(Photo-based referring expression data)

+ + + +

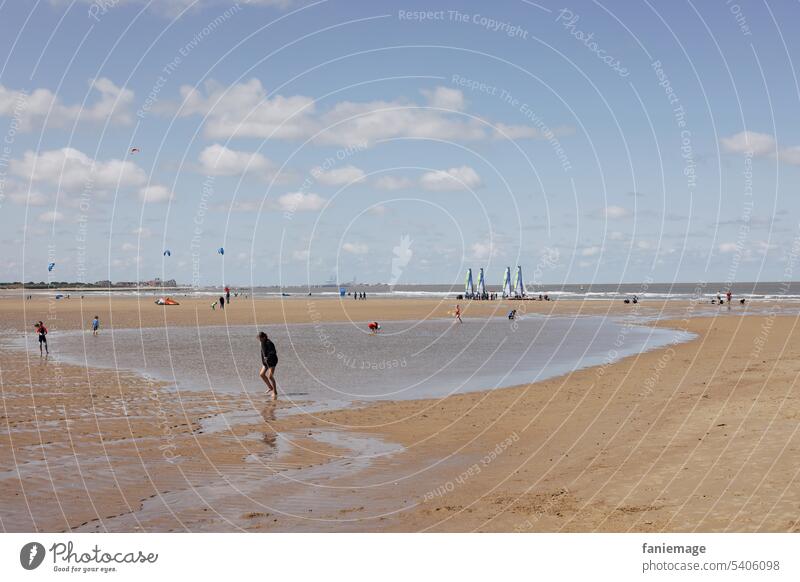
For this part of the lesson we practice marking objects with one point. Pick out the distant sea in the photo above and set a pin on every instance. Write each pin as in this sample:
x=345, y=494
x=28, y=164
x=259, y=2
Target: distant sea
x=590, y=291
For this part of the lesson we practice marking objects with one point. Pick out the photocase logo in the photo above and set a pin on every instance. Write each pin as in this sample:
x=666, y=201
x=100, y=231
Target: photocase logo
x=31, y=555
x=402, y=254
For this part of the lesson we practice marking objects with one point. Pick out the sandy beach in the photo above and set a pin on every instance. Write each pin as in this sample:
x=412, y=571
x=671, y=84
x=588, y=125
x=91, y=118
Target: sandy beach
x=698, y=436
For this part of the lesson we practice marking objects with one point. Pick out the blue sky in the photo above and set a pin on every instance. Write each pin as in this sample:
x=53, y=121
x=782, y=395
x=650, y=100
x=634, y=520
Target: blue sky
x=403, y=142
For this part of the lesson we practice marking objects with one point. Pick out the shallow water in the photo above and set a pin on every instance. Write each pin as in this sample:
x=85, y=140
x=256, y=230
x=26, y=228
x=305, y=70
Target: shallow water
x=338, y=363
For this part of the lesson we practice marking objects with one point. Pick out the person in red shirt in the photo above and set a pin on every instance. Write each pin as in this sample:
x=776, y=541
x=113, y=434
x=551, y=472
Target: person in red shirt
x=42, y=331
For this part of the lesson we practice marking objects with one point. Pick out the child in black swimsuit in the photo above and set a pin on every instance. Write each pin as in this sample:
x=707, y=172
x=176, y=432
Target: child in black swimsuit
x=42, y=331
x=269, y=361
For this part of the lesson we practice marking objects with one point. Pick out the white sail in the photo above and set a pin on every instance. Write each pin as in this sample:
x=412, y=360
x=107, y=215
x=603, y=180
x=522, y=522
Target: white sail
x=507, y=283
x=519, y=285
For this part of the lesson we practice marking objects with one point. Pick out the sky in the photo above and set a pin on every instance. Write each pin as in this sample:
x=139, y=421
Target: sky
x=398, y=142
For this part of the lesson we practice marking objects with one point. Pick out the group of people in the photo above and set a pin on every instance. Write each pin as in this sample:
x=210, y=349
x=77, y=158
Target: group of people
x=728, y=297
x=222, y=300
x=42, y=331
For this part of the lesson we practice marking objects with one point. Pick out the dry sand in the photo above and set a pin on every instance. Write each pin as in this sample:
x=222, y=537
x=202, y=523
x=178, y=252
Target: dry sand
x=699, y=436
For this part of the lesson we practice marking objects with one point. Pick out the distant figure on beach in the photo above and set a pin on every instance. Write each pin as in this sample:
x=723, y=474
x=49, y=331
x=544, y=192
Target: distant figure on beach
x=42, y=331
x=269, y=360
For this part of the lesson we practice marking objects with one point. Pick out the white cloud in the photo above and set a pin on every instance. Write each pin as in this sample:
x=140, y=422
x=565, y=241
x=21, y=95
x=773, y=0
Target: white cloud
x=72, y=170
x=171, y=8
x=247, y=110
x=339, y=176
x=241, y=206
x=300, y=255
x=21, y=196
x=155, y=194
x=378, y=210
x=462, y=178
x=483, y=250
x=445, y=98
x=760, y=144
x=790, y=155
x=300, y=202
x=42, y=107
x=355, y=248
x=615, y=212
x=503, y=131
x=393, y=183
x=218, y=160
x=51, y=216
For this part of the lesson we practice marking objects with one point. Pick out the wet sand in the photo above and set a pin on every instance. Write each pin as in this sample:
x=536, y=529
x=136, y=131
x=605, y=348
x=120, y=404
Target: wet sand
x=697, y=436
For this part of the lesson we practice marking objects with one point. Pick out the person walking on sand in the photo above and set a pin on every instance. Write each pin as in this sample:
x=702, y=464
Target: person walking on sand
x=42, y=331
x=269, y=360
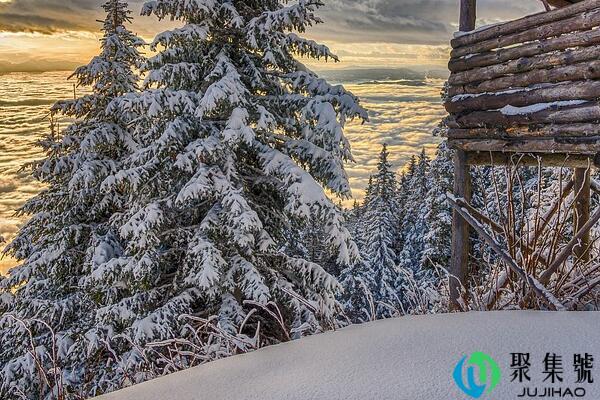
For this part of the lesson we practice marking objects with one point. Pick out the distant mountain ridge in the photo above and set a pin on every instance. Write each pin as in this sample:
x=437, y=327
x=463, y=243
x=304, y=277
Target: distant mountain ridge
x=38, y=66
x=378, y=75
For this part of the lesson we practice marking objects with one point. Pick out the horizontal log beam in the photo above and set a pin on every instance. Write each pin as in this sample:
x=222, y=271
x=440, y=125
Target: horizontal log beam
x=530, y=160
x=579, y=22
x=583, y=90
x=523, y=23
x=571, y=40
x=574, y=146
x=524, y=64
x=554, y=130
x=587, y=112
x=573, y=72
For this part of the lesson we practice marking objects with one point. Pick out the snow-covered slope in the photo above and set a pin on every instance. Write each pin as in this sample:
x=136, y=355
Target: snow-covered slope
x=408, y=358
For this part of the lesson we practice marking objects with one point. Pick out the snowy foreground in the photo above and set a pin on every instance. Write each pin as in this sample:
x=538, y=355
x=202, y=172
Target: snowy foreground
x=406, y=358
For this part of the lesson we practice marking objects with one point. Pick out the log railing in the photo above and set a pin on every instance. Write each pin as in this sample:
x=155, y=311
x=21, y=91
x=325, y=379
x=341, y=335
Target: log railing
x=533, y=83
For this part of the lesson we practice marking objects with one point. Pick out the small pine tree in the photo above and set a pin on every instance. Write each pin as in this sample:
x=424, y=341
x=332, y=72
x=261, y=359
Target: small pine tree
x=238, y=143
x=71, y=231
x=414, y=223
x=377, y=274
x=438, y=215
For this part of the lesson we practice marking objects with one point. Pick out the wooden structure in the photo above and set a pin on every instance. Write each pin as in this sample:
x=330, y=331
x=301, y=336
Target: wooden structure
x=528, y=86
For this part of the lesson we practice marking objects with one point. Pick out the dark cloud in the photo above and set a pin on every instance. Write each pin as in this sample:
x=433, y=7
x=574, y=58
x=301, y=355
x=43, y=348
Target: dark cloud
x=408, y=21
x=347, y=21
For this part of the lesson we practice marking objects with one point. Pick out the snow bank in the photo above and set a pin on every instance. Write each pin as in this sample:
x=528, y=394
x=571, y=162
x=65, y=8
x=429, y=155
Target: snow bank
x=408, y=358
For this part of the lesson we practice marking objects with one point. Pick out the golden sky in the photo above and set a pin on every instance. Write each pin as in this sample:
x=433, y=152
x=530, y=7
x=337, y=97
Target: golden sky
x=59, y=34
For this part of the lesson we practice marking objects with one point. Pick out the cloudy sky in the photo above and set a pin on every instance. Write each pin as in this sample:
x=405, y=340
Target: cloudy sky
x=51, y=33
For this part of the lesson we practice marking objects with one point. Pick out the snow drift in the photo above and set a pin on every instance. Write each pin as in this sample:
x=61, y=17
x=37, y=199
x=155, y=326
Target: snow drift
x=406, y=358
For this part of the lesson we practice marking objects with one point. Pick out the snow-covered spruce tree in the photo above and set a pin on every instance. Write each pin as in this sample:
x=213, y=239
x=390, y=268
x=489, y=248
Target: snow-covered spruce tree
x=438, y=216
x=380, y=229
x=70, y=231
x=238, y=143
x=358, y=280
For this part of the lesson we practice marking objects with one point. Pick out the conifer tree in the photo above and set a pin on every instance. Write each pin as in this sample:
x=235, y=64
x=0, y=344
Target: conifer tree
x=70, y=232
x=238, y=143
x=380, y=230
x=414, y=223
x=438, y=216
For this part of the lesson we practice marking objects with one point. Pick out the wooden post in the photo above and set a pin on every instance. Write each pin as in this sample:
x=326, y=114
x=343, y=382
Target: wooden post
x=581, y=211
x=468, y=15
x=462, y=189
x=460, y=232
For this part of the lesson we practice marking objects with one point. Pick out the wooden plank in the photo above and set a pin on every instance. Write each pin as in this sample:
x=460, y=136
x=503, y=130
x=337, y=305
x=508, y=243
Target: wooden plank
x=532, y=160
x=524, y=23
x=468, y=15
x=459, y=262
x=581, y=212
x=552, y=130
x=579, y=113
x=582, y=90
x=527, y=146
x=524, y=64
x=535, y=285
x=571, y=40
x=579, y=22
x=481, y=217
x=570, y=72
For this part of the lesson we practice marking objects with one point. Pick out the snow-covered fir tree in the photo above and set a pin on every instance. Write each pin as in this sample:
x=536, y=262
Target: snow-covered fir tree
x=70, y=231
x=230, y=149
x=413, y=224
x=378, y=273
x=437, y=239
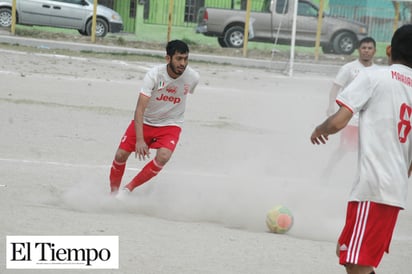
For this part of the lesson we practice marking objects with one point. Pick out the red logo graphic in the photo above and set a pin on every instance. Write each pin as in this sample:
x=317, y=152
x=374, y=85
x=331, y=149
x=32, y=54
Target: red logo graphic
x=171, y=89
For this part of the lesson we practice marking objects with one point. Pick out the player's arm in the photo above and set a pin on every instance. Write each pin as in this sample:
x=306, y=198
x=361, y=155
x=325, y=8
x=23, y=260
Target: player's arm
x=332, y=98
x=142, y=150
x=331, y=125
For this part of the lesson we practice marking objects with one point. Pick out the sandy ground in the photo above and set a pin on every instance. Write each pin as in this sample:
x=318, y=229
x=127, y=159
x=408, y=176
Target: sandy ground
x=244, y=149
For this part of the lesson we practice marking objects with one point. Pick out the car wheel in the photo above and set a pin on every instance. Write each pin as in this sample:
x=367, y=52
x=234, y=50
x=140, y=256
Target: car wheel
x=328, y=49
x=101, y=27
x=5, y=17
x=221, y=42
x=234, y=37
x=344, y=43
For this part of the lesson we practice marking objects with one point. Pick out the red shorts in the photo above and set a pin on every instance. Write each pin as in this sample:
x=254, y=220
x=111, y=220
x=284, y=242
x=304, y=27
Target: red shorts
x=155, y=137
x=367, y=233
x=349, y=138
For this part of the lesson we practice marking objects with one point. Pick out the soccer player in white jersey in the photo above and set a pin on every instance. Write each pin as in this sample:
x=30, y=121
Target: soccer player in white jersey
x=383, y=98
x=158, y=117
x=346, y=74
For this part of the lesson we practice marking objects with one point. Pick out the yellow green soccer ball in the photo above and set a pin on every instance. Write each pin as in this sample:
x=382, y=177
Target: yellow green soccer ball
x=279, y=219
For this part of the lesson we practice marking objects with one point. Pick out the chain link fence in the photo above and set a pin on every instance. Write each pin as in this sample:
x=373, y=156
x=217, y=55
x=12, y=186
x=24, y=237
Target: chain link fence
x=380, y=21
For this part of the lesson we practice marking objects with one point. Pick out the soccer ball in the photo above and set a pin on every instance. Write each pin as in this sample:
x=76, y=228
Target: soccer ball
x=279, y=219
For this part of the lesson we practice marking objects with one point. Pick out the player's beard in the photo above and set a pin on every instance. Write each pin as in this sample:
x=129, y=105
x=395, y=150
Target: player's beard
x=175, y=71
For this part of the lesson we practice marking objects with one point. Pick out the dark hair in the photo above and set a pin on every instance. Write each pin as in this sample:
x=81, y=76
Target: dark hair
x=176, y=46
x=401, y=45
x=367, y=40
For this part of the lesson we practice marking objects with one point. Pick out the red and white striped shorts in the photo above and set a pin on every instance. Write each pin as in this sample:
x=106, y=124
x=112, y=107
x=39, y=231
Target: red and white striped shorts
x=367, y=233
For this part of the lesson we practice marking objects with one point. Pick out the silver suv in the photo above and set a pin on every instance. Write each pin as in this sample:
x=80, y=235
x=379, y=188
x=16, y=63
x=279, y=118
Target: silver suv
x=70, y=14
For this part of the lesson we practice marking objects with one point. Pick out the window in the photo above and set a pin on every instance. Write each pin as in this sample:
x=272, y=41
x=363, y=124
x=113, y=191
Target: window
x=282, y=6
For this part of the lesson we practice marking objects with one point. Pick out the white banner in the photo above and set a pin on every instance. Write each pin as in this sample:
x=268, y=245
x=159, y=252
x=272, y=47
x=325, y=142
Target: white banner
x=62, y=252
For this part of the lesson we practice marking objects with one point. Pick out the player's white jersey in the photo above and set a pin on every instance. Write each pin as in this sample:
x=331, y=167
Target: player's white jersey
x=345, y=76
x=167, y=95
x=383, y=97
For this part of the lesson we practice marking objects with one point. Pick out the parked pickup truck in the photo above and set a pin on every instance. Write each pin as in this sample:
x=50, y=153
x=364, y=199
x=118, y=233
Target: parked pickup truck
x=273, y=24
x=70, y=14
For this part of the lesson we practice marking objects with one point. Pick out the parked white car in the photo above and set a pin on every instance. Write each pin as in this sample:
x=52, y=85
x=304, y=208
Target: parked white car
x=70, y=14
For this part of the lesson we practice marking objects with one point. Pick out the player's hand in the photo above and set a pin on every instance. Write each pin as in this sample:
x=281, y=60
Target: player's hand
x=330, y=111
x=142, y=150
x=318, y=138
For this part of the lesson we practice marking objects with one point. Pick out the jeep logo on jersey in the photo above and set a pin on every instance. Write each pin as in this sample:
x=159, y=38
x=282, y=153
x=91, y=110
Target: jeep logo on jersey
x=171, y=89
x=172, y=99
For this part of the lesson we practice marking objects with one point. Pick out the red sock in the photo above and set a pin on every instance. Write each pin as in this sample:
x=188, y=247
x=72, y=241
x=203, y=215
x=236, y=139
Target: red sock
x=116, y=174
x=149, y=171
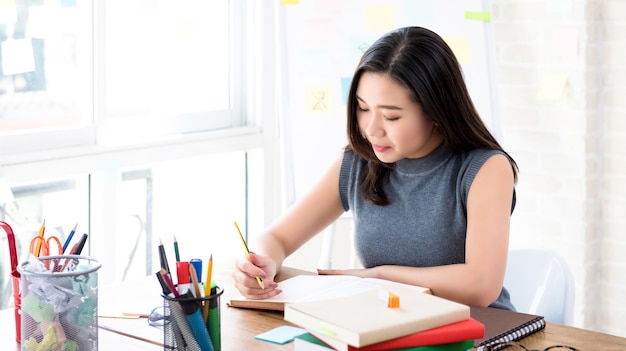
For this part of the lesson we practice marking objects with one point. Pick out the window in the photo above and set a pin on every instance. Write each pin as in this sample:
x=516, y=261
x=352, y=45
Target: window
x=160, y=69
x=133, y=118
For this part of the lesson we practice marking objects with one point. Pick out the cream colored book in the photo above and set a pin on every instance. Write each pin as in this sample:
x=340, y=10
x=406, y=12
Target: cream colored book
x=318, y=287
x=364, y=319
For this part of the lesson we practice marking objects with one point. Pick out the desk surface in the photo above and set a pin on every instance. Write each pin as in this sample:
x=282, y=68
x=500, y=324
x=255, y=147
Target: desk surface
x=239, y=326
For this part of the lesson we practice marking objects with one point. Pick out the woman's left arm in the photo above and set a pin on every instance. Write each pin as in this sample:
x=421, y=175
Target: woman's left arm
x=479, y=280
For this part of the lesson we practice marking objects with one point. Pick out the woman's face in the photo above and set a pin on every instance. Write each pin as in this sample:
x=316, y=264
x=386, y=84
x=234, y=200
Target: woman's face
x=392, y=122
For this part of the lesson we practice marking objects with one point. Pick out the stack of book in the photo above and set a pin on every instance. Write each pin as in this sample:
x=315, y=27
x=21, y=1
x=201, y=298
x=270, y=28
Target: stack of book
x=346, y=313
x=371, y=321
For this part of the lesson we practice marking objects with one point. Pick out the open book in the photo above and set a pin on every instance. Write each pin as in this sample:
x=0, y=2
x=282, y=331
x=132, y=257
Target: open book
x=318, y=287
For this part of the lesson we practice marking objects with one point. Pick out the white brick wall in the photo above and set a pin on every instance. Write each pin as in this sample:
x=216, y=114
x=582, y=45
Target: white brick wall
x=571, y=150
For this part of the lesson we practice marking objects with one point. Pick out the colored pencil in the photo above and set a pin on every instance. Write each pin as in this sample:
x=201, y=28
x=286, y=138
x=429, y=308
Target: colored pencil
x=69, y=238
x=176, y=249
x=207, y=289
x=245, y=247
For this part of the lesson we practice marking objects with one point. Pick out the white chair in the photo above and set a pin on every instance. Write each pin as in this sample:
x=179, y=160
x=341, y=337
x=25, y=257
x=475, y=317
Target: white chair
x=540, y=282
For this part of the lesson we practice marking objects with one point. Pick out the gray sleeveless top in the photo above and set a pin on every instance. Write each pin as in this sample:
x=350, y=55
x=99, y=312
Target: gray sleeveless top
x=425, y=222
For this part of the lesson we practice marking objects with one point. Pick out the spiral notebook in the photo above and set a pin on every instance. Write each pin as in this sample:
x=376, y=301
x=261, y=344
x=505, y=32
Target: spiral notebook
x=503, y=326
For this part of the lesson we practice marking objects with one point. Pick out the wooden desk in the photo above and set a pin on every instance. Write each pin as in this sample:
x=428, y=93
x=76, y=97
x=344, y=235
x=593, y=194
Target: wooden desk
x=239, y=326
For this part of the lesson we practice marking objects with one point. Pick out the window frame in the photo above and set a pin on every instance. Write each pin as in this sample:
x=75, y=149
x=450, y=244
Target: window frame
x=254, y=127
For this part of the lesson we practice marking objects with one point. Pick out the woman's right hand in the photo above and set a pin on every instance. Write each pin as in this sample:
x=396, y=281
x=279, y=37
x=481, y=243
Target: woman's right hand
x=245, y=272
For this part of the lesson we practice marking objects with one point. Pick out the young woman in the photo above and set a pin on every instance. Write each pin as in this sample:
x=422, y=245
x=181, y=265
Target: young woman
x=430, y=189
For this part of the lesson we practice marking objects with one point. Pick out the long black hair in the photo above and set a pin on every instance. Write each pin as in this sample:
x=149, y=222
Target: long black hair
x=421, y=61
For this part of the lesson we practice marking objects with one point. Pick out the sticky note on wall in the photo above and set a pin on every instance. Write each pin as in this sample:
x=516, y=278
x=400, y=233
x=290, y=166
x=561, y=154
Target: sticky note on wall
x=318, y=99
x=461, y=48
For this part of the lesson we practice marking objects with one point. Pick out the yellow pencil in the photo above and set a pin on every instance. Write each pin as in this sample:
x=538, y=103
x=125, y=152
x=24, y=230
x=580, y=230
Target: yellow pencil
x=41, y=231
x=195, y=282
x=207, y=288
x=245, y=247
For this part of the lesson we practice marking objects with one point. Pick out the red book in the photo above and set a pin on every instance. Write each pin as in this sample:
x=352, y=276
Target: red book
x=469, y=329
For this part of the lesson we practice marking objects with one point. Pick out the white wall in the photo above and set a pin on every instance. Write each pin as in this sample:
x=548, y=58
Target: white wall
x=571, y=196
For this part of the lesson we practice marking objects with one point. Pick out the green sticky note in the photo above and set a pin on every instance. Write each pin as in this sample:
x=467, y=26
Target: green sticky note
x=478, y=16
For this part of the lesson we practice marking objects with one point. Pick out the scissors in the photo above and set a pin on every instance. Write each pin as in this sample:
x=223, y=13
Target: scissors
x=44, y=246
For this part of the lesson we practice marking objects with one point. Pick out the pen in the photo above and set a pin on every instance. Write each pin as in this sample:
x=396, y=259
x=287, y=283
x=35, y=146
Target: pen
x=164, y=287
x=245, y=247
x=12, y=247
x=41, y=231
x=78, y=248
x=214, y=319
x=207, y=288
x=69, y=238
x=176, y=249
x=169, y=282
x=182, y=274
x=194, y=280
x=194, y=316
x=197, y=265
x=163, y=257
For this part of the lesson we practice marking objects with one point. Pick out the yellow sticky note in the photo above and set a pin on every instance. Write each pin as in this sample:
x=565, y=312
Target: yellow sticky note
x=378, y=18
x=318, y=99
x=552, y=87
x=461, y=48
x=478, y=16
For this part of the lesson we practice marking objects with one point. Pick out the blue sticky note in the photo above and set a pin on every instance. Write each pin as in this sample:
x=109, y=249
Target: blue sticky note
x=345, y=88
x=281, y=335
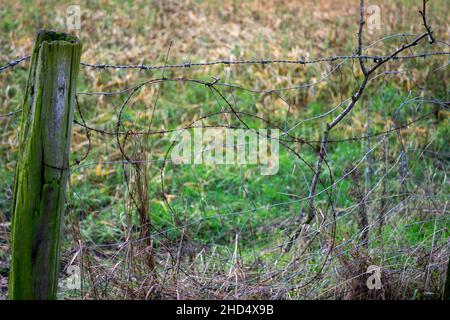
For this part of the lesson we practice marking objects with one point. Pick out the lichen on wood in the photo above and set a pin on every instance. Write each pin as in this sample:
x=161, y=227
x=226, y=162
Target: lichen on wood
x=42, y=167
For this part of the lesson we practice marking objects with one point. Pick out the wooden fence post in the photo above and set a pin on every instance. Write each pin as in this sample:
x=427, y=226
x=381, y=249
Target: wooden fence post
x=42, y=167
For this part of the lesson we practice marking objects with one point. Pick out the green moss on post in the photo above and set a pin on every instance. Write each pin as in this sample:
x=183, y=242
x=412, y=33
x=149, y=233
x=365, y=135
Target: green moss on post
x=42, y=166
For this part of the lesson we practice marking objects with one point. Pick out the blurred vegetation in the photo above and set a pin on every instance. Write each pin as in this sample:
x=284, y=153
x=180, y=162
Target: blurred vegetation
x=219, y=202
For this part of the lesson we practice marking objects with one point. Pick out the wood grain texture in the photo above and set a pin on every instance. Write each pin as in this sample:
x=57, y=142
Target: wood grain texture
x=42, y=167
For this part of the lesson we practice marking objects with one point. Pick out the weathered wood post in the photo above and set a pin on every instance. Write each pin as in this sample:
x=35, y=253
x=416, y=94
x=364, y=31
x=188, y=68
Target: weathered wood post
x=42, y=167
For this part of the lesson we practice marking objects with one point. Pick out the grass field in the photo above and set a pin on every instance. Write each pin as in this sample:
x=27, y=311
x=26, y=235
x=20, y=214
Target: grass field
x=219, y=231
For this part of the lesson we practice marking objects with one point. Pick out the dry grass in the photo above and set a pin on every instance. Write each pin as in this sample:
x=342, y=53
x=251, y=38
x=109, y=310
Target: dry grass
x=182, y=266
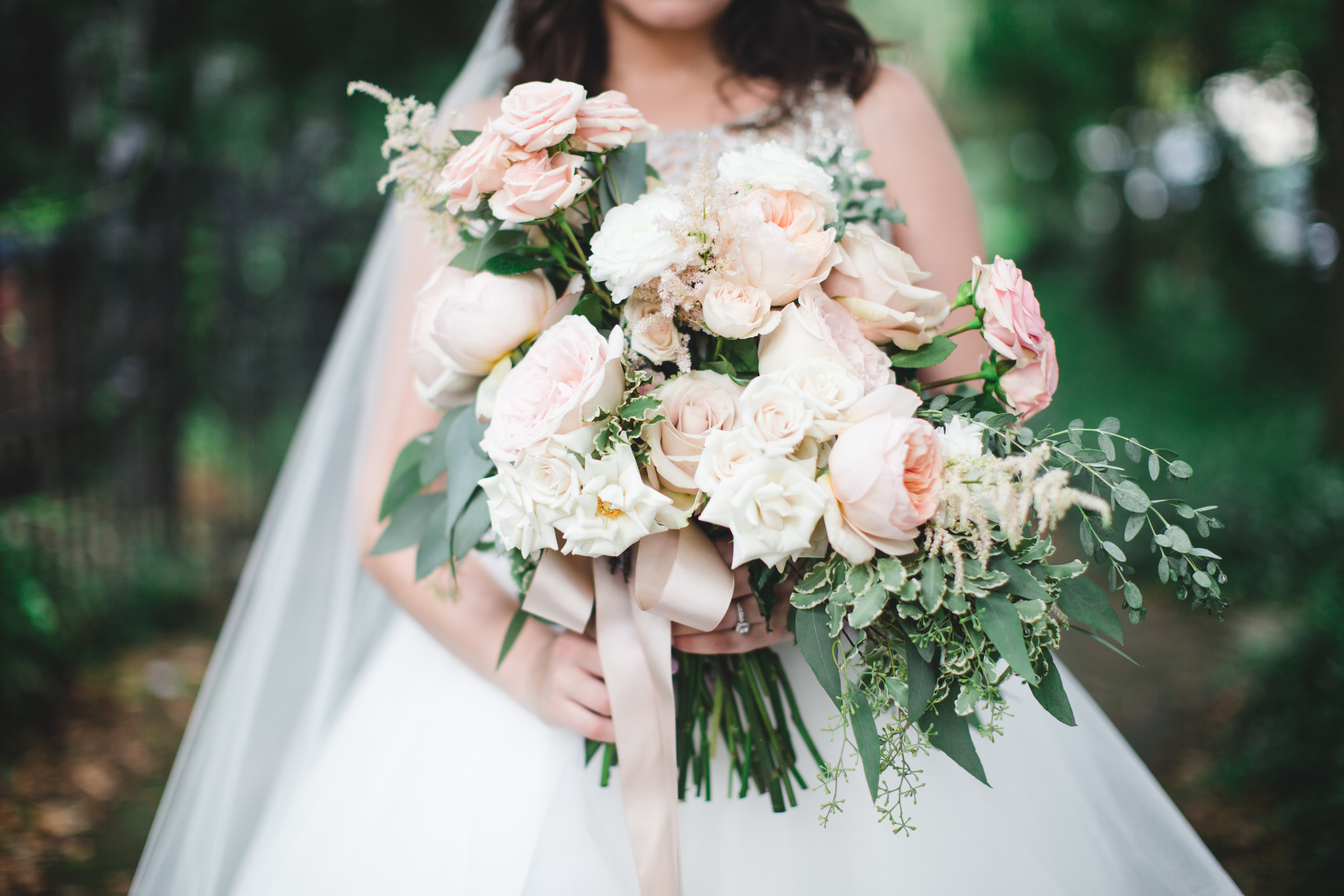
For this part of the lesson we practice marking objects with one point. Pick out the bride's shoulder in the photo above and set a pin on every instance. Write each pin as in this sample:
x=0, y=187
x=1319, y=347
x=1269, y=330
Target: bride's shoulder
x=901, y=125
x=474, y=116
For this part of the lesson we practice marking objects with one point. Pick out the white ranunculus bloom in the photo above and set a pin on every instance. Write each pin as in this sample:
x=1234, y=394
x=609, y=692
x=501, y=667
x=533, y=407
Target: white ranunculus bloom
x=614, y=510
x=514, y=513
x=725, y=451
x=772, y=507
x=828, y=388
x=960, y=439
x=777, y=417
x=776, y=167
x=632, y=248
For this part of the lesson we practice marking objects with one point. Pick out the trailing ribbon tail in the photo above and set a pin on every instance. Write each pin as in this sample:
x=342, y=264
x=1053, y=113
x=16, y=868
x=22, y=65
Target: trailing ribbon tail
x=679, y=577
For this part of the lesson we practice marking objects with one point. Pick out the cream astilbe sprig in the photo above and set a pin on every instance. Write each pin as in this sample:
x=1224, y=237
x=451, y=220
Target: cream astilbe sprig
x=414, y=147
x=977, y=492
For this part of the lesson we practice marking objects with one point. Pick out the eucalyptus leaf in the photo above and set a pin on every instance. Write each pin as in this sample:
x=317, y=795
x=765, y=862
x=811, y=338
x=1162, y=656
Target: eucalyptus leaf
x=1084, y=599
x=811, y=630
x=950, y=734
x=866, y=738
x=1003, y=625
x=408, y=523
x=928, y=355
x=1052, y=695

+ + + +

* _Exercise aim_:
From the records above, copy out the line with "x=481, y=243", the line with "x=561, y=154", and every line between them, word for word.

* _Exercise solution_:
x=481, y=243
Target: woman's right hand
x=245, y=272
For this part of the lesson we practice marking objects with one point. Pick out the young woman in the photo above and set a pin on every instance. Write each pin as in this sample:
x=422, y=245
x=181, y=265
Target: young woman
x=430, y=189
For this part of the lesson we practice marking objects with one point. Pick out the long black hair in the photo above and set a pin on every instance. Write each pin as in this sample:
x=149, y=222
Target: long black hair
x=421, y=61
For this part of the lesson we practice marking objects with one point. Pick out the sticky note on wall in the photo above and set a pin on every instance. Write each pin as in this sample:
x=516, y=278
x=400, y=233
x=290, y=166
x=561, y=154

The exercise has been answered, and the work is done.